**Rows**
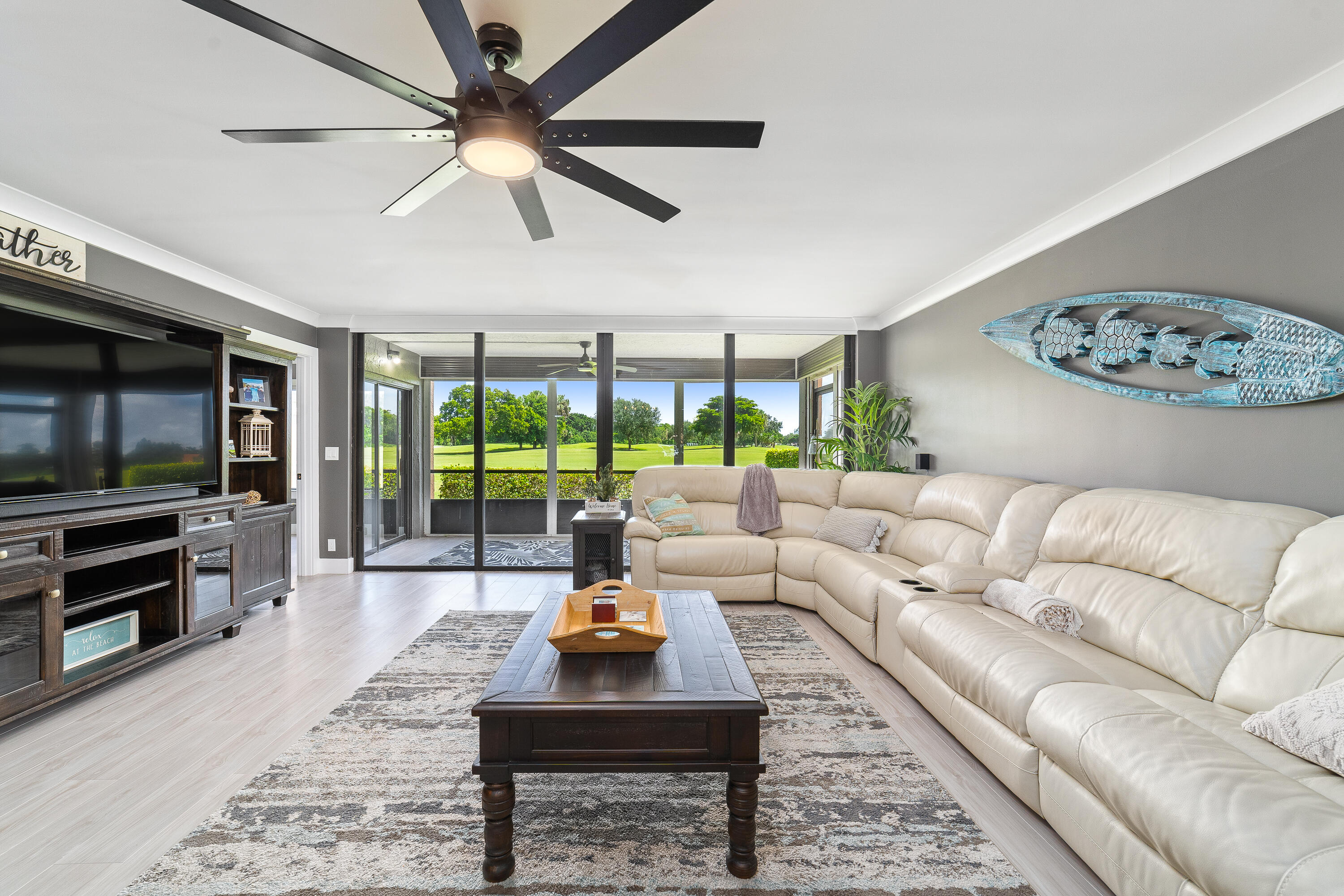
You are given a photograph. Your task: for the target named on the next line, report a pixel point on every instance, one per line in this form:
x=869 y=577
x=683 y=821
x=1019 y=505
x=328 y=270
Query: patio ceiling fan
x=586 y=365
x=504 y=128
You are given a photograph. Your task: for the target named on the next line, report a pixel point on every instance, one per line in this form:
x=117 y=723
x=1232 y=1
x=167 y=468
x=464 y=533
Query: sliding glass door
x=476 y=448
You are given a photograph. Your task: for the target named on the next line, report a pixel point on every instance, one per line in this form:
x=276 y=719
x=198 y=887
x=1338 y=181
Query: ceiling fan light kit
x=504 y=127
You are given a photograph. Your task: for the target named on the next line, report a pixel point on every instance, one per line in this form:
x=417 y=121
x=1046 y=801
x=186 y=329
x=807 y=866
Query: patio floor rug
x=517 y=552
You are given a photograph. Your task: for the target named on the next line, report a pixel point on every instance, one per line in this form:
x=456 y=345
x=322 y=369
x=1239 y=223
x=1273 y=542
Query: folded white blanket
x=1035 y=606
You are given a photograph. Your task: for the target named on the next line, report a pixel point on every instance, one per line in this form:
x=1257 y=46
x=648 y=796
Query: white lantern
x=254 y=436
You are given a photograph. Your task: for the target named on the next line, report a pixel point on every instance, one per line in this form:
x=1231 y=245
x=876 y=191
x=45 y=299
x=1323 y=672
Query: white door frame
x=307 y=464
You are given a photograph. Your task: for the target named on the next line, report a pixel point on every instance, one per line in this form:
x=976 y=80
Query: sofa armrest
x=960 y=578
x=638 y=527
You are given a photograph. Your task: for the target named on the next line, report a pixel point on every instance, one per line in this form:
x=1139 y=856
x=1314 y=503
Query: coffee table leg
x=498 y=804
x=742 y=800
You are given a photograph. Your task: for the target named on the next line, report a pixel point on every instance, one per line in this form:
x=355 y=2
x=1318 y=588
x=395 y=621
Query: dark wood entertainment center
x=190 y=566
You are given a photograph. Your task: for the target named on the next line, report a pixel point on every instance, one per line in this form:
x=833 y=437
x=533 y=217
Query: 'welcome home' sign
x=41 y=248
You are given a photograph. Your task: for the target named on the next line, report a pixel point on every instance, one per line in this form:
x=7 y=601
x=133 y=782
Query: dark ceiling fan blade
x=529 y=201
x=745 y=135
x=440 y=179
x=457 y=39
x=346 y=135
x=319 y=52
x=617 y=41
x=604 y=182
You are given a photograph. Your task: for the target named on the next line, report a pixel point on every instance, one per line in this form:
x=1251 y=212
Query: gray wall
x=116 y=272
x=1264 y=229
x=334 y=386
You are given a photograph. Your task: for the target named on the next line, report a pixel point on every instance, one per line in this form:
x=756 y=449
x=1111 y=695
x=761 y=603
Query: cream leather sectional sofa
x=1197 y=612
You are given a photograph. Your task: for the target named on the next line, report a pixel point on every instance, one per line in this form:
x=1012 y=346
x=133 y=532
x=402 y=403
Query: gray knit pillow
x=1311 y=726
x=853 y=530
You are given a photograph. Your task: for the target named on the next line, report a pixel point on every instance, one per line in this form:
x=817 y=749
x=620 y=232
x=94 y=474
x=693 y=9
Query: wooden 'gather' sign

**Exercise instructions**
Please copy every row above word for word, from the first to the last, and leave the pictures out.

**Result for this task**
You are given a photograph. Your task: for the target named on the next line, report a pixel point on every instance, one per line in this form:
x=869 y=577
x=683 y=821
x=1019 y=505
x=328 y=270
Query: patio ceiling fan
x=586 y=365
x=504 y=128
You are given a photograph. Your task: for the target named on the next line, report a pixel point on every instance, one per line in this form:
x=117 y=723
x=1232 y=1
x=167 y=468
x=464 y=533
Query: sliding glass door
x=476 y=448
You are given a photograph. Your task: for the target named on the next line, report a pixel point on every instance, one per line in this form:
x=276 y=719
x=198 y=887
x=1338 y=181
Query: ceiling fan light kit
x=504 y=127
You are given a photograph. Your task: for the target named on the next line, report a pixel point on every instance, one per line in this form:
x=417 y=121
x=1046 y=801
x=186 y=329
x=807 y=866
Query: patio floor rug
x=517 y=552
You are given a photograph. Your task: for the target named on the next line, report a pixel point on every instance, one per line in this form:
x=456 y=345
x=322 y=369
x=1239 y=223
x=1273 y=542
Query: folded white blanket
x=1035 y=606
You are given a photograph. Your task: for the target named on the next line, report a pixel point on every instance, one per line in this form:
x=1257 y=46
x=648 y=796
Query: white lantern
x=254 y=436
You are given a photograph. Your task: for the target named on the next line, report a pixel point on every instance, one per line in this form:
x=1231 y=245
x=876 y=191
x=45 y=299
x=1323 y=672
Query: white door frame
x=307 y=464
You are given a photograph. Your task: for the target named on the next line, report a pixel point on every instance, one per line in this form:
x=976 y=80
Query: sofa armrest
x=960 y=578
x=638 y=527
You are given a photograph. Your task: for the target named on the next line, report a pixel point on every instance, one per line in this form:
x=1139 y=856
x=1314 y=503
Query: coffee table leg
x=498 y=804
x=742 y=800
You are given a photograph. Your task: for the target named on the next line, report a pixel point on every instance, one per line in this form:
x=355 y=2
x=1318 y=588
x=395 y=621
Query: dark wood entertainment center
x=190 y=566
You are given a photograph. Your task: for the target named on the next line, report a pixel point on every instance, one per line in this form:
x=833 y=437
x=533 y=217
Query: 'welcome home' sign
x=41 y=248
You are given a photograph. Your task: for the target named on the next line, report a pixel point on every instance, one per line in this form:
x=7 y=601
x=133 y=782
Query: dark ceiling fan blade
x=529 y=201
x=745 y=135
x=440 y=179
x=457 y=39
x=346 y=135
x=319 y=52
x=617 y=41
x=604 y=182
You are given a photograph. Your task: for the target named on the next line, report a pixel point on every instance, one per line in this form:
x=1251 y=212
Query: gray wall
x=116 y=272
x=1264 y=229
x=334 y=386
You are given a photograph. Your task: for the target named on the next line, report a pixel point on every instance, one per line in this form:
x=756 y=449
x=1111 y=695
x=761 y=603
Query: cream leather sectional sofa
x=1197 y=612
You are given a photograph. Your task: for the target named on the next line, report a pixel point on every instance, one per line in this form:
x=1012 y=346
x=133 y=532
x=402 y=403
Query: gray knit pillow
x=1311 y=726
x=853 y=530
You are given a photograph. Your task: for the target named on the next line, report a pixel point on every instance, one per line in this form:
x=817 y=749
x=620 y=232
x=94 y=474
x=693 y=9
Query: wooden 'gather' sign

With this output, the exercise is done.